コレクションから抽出したデータ
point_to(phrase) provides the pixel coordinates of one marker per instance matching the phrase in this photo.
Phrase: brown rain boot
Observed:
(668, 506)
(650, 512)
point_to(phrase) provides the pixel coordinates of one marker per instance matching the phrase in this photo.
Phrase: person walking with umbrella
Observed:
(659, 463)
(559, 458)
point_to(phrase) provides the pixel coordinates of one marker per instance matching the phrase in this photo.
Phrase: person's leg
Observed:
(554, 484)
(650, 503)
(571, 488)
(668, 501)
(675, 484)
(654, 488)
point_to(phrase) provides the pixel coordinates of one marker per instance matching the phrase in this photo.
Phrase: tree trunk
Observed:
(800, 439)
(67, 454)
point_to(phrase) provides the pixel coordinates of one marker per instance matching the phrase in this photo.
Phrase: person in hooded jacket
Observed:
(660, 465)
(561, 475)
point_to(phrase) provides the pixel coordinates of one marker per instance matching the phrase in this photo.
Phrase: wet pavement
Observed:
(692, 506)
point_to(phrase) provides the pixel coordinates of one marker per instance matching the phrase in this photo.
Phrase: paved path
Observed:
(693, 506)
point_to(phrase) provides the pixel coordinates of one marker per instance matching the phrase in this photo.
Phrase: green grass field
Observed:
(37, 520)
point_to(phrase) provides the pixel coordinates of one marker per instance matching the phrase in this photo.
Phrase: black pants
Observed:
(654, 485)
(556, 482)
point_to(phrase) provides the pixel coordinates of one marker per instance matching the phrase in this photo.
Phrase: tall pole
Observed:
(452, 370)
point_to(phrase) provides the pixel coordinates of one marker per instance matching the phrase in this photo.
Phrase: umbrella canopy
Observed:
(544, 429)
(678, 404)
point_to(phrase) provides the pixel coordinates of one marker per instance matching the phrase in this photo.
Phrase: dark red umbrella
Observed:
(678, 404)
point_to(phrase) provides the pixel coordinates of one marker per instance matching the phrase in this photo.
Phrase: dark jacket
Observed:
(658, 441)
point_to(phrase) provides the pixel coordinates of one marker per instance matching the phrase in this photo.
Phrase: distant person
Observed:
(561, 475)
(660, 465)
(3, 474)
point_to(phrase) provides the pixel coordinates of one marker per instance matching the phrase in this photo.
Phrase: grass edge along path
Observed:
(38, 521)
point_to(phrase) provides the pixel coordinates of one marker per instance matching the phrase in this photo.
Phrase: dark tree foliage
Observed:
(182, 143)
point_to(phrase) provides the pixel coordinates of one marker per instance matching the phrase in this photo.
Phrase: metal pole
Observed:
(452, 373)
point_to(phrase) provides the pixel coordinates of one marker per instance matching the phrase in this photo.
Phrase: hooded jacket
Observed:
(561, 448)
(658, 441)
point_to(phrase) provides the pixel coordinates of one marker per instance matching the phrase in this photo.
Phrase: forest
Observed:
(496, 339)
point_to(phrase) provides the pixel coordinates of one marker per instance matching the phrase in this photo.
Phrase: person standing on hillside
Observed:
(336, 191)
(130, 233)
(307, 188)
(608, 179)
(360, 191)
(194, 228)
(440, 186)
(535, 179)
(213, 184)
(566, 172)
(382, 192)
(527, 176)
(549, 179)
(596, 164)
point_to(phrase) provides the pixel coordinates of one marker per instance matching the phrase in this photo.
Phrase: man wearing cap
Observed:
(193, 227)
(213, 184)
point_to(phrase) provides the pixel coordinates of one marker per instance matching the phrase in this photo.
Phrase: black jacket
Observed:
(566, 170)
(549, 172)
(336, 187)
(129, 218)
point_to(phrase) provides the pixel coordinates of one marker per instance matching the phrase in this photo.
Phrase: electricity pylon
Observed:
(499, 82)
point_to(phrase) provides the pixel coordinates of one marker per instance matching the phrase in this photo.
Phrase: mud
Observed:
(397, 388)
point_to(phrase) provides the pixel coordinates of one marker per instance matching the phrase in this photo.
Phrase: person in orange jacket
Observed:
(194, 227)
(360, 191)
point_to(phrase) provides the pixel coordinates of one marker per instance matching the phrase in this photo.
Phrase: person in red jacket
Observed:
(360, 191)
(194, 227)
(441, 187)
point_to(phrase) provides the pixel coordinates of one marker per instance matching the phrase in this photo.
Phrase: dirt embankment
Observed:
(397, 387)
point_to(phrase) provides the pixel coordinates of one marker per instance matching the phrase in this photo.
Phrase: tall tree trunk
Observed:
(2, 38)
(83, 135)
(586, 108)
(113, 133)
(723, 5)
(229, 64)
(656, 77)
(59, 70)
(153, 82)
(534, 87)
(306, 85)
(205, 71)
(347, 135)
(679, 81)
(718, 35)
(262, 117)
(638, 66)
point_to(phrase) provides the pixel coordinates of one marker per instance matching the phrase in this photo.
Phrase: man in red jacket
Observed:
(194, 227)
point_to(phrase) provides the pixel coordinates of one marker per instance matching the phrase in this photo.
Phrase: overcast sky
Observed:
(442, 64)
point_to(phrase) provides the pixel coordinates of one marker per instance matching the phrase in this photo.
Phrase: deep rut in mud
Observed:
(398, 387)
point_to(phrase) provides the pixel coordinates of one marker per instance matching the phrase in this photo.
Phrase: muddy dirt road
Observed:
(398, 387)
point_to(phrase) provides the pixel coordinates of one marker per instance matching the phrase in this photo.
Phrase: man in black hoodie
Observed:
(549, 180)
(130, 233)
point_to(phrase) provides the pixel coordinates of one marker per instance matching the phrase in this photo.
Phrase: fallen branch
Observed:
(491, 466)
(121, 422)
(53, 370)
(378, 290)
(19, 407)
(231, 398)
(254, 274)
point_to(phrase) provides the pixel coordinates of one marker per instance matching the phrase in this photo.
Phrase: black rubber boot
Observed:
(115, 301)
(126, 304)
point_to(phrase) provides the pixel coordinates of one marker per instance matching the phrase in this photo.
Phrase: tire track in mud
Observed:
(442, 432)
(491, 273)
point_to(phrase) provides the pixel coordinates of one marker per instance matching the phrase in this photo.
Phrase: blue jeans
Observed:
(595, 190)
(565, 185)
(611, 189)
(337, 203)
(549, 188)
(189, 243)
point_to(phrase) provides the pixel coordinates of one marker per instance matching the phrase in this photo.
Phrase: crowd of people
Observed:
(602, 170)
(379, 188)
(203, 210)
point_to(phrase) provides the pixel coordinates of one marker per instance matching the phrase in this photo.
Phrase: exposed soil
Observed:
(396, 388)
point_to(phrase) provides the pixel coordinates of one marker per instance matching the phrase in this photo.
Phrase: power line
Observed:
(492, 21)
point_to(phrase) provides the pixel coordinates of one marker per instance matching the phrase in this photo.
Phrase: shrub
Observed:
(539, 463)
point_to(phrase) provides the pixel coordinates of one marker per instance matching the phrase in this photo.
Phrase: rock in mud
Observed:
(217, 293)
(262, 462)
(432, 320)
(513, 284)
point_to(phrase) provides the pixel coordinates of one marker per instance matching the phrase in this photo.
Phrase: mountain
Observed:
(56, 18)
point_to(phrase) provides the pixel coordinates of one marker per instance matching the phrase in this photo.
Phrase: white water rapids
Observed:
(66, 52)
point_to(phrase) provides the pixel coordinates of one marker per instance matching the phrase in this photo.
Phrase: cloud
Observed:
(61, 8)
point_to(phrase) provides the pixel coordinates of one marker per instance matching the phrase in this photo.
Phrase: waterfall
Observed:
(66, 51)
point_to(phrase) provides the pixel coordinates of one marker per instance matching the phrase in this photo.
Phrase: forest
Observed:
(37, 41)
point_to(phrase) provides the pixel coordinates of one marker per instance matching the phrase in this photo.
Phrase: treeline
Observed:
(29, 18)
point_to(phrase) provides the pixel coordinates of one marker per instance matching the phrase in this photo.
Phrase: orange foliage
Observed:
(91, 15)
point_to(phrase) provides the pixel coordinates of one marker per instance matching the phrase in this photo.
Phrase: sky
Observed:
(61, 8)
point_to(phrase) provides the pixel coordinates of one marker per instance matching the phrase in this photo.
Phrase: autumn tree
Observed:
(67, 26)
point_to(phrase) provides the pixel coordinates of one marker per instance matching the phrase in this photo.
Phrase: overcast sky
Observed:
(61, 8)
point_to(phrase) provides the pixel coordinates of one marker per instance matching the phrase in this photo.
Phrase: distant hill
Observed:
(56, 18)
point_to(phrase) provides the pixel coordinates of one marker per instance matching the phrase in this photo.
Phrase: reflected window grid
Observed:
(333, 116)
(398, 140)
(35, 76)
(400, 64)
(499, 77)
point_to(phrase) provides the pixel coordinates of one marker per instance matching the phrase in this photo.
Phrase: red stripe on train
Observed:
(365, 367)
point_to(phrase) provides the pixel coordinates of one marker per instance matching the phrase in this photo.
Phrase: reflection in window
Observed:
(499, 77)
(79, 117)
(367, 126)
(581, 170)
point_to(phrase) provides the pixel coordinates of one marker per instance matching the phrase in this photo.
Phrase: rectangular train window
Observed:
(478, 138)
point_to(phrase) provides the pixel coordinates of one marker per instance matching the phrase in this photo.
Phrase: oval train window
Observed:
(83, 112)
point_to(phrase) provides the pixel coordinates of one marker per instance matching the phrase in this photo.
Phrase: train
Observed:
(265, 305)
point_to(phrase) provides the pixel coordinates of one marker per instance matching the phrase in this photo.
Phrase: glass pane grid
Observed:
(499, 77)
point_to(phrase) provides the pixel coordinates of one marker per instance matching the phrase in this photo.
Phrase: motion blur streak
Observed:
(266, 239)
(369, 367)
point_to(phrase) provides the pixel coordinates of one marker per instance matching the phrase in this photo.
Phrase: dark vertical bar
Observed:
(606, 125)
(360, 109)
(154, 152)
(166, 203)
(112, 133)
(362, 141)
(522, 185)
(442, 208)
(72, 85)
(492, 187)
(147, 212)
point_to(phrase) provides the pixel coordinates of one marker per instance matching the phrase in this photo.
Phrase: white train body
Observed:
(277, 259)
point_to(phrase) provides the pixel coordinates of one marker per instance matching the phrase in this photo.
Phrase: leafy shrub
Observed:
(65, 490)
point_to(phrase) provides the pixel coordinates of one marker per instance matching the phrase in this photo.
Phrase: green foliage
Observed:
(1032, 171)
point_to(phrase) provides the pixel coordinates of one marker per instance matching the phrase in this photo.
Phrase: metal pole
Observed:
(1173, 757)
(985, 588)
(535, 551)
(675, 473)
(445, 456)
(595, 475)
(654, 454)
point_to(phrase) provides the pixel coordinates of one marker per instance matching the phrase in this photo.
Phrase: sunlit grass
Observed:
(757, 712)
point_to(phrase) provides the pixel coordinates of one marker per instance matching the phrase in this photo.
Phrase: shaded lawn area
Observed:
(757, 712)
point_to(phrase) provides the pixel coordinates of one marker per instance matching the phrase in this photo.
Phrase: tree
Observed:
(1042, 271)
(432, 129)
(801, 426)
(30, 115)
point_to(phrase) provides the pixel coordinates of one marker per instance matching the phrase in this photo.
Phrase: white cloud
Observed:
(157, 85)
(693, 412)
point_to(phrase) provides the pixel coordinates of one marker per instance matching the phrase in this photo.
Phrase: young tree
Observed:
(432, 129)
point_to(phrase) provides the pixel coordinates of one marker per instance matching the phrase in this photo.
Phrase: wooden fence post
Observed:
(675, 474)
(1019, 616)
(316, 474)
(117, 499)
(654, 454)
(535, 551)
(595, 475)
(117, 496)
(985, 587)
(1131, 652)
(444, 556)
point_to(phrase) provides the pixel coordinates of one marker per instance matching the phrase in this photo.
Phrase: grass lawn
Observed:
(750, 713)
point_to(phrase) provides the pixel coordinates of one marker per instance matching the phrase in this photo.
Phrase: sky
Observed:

▶ _依頼内容_: 記録のうち「jacket」という語を含む行を数え、その数だけを答えてください。

▶ _回答_: 7